**TO DO**
Report each line below that contains the word "cloth" by copying it in full. Case counts.

**RAW RECORDS**
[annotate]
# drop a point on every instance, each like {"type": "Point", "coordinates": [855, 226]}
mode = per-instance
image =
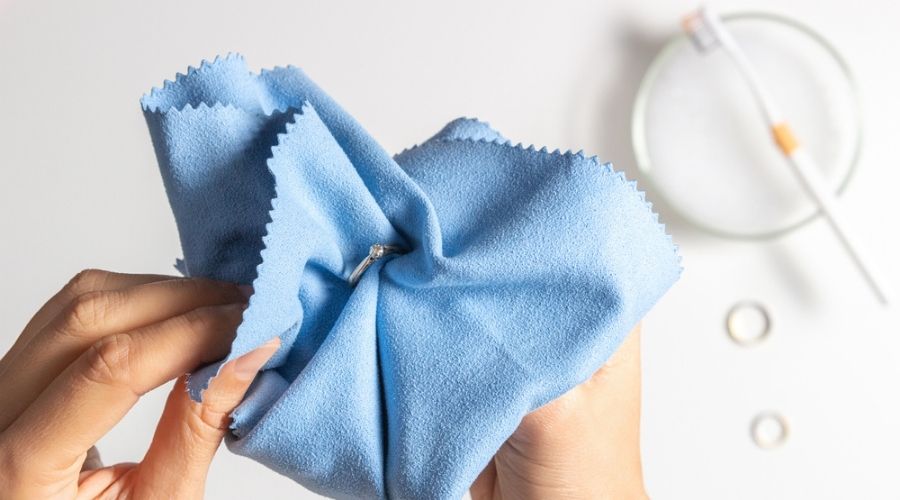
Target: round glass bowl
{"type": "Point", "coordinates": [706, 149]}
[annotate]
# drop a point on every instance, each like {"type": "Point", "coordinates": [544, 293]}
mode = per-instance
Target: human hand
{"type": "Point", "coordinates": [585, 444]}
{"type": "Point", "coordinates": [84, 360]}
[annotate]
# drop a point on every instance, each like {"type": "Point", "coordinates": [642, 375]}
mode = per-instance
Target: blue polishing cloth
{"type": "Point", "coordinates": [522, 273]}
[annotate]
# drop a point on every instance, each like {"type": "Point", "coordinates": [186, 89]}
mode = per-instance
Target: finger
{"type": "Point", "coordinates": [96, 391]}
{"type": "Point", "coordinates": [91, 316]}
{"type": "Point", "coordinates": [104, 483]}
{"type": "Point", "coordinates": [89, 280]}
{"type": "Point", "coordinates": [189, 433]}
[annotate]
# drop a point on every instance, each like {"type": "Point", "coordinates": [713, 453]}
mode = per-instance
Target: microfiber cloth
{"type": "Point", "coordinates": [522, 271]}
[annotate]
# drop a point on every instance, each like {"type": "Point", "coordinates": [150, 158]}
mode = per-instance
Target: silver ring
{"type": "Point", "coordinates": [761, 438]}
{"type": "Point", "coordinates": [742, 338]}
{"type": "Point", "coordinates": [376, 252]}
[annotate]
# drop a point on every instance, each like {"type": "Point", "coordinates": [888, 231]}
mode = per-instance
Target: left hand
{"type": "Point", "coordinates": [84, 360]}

...

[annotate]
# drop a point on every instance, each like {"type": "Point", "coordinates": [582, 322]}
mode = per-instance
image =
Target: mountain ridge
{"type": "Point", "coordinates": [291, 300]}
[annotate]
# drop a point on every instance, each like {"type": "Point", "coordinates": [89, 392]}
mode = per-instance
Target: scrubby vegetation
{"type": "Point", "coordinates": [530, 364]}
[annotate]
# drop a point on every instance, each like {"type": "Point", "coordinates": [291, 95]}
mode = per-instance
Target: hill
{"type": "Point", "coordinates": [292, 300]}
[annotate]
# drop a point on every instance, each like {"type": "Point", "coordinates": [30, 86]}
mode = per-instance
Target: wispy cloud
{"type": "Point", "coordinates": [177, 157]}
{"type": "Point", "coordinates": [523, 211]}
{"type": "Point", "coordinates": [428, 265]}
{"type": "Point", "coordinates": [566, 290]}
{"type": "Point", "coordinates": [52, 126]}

**RESULT OF THIS EXERCISE**
Target: blue polishing cloth
Target: microfiber cloth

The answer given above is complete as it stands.